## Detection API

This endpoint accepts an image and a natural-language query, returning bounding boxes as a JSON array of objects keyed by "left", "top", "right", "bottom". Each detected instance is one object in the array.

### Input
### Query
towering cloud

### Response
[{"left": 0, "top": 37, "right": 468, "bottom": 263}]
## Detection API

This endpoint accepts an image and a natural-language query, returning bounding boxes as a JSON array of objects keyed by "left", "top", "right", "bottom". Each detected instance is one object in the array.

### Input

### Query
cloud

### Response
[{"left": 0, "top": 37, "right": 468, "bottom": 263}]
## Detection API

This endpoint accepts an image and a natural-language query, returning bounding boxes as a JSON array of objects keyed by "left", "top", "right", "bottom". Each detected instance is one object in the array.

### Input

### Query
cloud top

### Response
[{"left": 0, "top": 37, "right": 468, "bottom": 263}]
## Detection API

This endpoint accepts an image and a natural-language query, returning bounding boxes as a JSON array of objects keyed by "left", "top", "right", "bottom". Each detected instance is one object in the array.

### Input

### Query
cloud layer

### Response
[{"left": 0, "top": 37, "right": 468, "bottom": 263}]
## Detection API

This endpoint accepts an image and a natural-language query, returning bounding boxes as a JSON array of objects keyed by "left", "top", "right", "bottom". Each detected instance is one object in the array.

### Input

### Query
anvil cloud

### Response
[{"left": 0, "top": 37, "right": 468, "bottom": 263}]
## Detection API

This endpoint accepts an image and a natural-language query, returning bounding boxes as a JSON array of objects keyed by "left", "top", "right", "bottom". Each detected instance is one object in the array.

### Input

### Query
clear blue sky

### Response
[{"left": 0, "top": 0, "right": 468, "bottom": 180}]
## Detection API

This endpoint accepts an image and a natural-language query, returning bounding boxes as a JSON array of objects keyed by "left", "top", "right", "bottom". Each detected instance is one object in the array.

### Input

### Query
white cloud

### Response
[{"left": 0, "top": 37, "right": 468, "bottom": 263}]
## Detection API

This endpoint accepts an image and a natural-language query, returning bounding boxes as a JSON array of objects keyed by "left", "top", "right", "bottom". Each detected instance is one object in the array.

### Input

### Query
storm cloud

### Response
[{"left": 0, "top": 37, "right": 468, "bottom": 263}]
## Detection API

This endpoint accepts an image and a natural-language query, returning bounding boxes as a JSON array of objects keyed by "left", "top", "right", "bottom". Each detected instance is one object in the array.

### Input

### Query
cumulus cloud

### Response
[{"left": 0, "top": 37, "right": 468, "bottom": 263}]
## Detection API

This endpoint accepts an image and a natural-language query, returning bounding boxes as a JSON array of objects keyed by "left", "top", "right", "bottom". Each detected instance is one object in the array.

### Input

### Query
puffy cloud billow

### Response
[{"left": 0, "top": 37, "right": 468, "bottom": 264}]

--------

Tally the lines in the rows above that contain the string "cloud". Reply with the number alone.

9